**Written task**
Reproduce verbatim the portion of the Wall Street Journal post below that begins at the words "# Thank you" and stops after "service = Service(ChromeDriverManager().install())".

Wall Street Journal, the dataset
11/10/23
I get a digital copy of the daily Wall Street Journal in my email inbox every day, and since natural language processing has been on my mind lately, I had an idea.
I used the Gmail API to download all 684 of them to put in an s3 bucket
, but it wasn’t as easy as I thought.
It looks like the link in the email is some sort of intermediate link, and when you click it, some magic happens that then redirects you to the actual pdf of the news. Unfortunately this meant no sneaky use of the requests
. I ended up using selenium
but had to add some experimental options:
from selenium import webdriver
from selenium.webdriver.chrome.service import Service
from selenium.webdriver.chrome.options import Options
from webdriver_manager.chrome import ChromeDriverManager
options = Options()
options.add_argument("--window-size=1920x1080")
options.add_argument("--verbose")
# Thank you to this post:
# https://stackoverflow.com/questions/43149534/selenium-webdriver-how-to-download-a-pdf-file-with-python
options.add_experimental_option('prefs', {
"plugins.always_open_pdf_externally": True # It will not show PDF directly in chrome
})
service = Service(ChromeDriverManager().install())
driver = webdriver.Chrome(service=service, options=options)
for link in LINKS:
# Each loop downloads the pdf immediately thanks to the
# options.add_experimental_option line
driver.get(link)
I sense some AWS Textract
in my future…

**Data extract**

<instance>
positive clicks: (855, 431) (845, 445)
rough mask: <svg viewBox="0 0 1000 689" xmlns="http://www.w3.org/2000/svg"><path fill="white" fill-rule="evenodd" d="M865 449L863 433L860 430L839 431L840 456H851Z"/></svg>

**Exercise solution**
# Thank you to this post:
# https://stackoverflow.com/questions/43149534/selenium-webdriver-how-to-download-a-pdf-file-with-python
options.add_experimental_option('prefs', {
"plugins.always_open_pdf_externally": True # It will not show PDF directly in chrome
})
service = Service(ChromeDriverManager().install())